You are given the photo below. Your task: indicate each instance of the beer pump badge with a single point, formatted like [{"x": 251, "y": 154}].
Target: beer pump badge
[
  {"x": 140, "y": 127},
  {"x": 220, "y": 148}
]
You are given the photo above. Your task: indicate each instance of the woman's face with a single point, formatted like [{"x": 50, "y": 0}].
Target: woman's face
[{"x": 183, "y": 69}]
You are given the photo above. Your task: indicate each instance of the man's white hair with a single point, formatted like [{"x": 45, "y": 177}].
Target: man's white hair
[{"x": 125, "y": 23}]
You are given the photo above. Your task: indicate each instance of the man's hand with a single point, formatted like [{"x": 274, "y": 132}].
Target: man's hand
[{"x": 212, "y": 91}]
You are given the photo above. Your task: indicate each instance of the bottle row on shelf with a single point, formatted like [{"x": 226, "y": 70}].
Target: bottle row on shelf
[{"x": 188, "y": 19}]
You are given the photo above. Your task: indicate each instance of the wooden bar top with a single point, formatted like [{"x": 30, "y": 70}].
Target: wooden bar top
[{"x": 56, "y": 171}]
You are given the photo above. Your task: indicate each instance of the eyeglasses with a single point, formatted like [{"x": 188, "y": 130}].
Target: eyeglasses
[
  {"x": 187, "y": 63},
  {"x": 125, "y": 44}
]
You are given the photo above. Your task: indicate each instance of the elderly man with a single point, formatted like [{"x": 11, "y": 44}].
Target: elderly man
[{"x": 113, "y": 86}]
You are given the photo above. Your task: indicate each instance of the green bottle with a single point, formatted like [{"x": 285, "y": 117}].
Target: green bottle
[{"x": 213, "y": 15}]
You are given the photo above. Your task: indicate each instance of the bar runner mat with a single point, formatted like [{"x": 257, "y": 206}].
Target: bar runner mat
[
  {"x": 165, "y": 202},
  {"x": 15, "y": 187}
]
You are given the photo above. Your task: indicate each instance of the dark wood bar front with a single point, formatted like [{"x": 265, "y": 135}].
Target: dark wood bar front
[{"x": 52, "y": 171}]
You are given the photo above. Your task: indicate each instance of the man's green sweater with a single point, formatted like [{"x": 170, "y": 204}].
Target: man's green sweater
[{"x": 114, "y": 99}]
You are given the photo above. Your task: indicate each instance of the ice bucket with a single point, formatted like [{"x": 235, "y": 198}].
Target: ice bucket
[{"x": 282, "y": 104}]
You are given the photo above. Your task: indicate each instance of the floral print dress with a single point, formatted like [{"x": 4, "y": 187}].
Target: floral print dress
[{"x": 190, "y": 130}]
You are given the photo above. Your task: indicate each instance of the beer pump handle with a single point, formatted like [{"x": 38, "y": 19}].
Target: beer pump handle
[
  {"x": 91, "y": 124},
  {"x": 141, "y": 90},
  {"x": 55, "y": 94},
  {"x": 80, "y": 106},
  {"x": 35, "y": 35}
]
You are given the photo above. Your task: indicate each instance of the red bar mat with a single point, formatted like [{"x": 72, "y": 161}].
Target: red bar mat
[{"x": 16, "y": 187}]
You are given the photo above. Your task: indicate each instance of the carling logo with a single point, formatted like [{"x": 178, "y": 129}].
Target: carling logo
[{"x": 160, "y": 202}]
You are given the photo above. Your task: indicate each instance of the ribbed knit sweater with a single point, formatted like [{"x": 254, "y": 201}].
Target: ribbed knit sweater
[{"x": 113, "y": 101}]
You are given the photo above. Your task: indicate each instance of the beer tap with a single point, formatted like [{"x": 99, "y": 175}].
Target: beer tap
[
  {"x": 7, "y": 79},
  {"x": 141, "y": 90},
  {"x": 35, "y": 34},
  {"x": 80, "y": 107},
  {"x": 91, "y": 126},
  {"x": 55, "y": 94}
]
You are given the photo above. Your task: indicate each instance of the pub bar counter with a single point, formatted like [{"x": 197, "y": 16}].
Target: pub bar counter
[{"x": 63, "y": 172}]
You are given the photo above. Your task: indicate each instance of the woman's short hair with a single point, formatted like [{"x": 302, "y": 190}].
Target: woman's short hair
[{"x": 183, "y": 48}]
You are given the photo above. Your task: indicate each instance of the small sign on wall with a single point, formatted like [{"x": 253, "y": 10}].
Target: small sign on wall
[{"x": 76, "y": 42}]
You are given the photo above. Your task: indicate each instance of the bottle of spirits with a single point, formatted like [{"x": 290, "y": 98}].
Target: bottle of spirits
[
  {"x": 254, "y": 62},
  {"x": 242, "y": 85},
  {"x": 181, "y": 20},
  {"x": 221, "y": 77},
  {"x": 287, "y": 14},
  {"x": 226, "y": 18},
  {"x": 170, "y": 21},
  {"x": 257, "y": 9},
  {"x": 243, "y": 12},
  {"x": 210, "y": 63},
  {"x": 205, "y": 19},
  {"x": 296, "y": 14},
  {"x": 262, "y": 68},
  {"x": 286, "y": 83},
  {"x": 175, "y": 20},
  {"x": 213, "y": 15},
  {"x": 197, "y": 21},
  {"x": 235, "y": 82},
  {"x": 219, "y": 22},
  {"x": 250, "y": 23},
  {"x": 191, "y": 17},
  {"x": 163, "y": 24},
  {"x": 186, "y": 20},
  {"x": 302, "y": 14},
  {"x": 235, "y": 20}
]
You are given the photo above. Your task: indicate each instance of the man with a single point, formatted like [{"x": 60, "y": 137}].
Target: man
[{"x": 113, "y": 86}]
-*-
WHAT YOU SHOULD DO: Go through the entries and restate each one exactly.

ANSWER TO THIS PROBLEM:
You are given the photo below. Your task: indicate each instance of the beer pump badge with a single point, formatted like [{"x": 251, "y": 154}].
Target: beer pump badge
[
  {"x": 140, "y": 127},
  {"x": 220, "y": 148}
]
You are given the photo above. Your task: indicate each instance of the woman's face with a single point, formatted like [{"x": 50, "y": 0}].
Target: woman's face
[{"x": 183, "y": 69}]
You are given the photo above. Your task: indicate each instance of the man's white hair with a single point, formatted like [{"x": 45, "y": 177}].
Target: man's white hair
[{"x": 125, "y": 23}]
You are given the photo above. Your task: indicate each instance of the man's hand with a single point, formatted like [{"x": 274, "y": 132}].
Target: man's hand
[{"x": 212, "y": 91}]
You are given the photo above. Your task: indicate each instance of the bottle row on shelf with a single point, formatted like [{"x": 226, "y": 70}].
Target: bottle row on shelf
[{"x": 188, "y": 19}]
You are given the photo above. Your task: indicate each instance of the wooden bar top with a single point, formatted like [{"x": 30, "y": 70}].
Target: wooden bar top
[{"x": 56, "y": 171}]
You are given the photo above. Your task: indicate each instance of the eyeglasses with a single point, formatted like [{"x": 188, "y": 130}].
Target: eyeglasses
[
  {"x": 187, "y": 63},
  {"x": 125, "y": 44}
]
You are given the photo above. Your task: indicate each instance of the elderly man with a single point, formatted like [{"x": 11, "y": 44}].
Target: elderly man
[{"x": 113, "y": 86}]
You are given the photo above. Your task: indicate each instance of the green bottle with a single point, formatted like [{"x": 285, "y": 117}].
Target: green bottle
[{"x": 213, "y": 15}]
You are given the photo above. Your task: indicate each instance of the bar runner mat with a single point, formatted like [{"x": 257, "y": 206}].
Target: bar runner mat
[
  {"x": 165, "y": 202},
  {"x": 15, "y": 187}
]
You are given the photo above. Your task: indicate each instance of the dark wood bar front with a single point, formatted like [{"x": 265, "y": 135}].
Target: dark wood bar front
[{"x": 52, "y": 171}]
You are given the photo above. Your task: indicate each instance of the man's green sweater with a single point, formatted like [{"x": 170, "y": 204}].
Target: man's green sweater
[{"x": 114, "y": 99}]
You are given the photo above. Your task: indicate each instance of the ice bucket with a single point, formatted like [{"x": 235, "y": 198}].
Target: ice bucket
[{"x": 282, "y": 104}]
You are given the photo above. Your task: indicate each instance of the floral print dress with a single point, formatted like [{"x": 4, "y": 187}].
Target: floral print dress
[{"x": 190, "y": 130}]
You are given the photo above. Your task: indicate each instance of the beer pump handle with a single point, formatted like [{"x": 38, "y": 19}].
Target: beer pump handle
[
  {"x": 91, "y": 124},
  {"x": 141, "y": 90},
  {"x": 55, "y": 94},
  {"x": 80, "y": 106},
  {"x": 35, "y": 35}
]
You are given the photo above. Your task: indicate each instance of the red bar mat with a single point, formatted like [{"x": 72, "y": 161}].
Target: red bar mat
[{"x": 16, "y": 187}]
You are given the photo above. Your task: indicate each instance of the carling logo with a single point, formatted like [{"x": 178, "y": 129}].
Target: carling logo
[{"x": 160, "y": 202}]
You are given the photo above. Your task: indicate each instance of the ribbed knit sweater with a single point, formatted like [{"x": 254, "y": 201}].
Target: ribbed knit sweater
[{"x": 113, "y": 101}]
You are given the photo above. Your task: indicate each instance of the beer tap with a single point, formatted like [{"x": 99, "y": 175}].
Target: beer tap
[
  {"x": 7, "y": 79},
  {"x": 141, "y": 90},
  {"x": 35, "y": 34},
  {"x": 80, "y": 107},
  {"x": 91, "y": 126},
  {"x": 55, "y": 94}
]
You are given the photo above. Your task: indicate each instance of the pub bar counter with a single point, formatted like [{"x": 197, "y": 16}].
Target: pub bar counter
[{"x": 63, "y": 172}]
You are given the photo above. Your task: indicate each instance of the woman's short hair with a single point, formatted like [{"x": 302, "y": 190}].
Target: woman's short hair
[{"x": 183, "y": 48}]
You are given the photo above. Your task: indicate each instance of the small sign on wall with a single point, formatted like [{"x": 253, "y": 10}].
Target: small sign on wall
[{"x": 76, "y": 42}]
You are given the photo above. Your task: indicate each instance of the bottle of spirits with a single point, formatted like [{"x": 290, "y": 98}].
Target: bottle of spirits
[
  {"x": 254, "y": 62},
  {"x": 242, "y": 85},
  {"x": 181, "y": 20},
  {"x": 221, "y": 77},
  {"x": 287, "y": 14},
  {"x": 226, "y": 18},
  {"x": 170, "y": 21},
  {"x": 257, "y": 9},
  {"x": 243, "y": 12},
  {"x": 210, "y": 63},
  {"x": 205, "y": 19},
  {"x": 296, "y": 14},
  {"x": 262, "y": 68},
  {"x": 286, "y": 83},
  {"x": 175, "y": 20},
  {"x": 213, "y": 15},
  {"x": 197, "y": 21},
  {"x": 235, "y": 82},
  {"x": 219, "y": 22},
  {"x": 250, "y": 23},
  {"x": 191, "y": 17},
  {"x": 163, "y": 24},
  {"x": 186, "y": 20},
  {"x": 302, "y": 14},
  {"x": 235, "y": 20}
]
You are given the photo above. Your task: indicate each instance of the man with a single point, formatted like [{"x": 60, "y": 137}].
Target: man
[{"x": 113, "y": 86}]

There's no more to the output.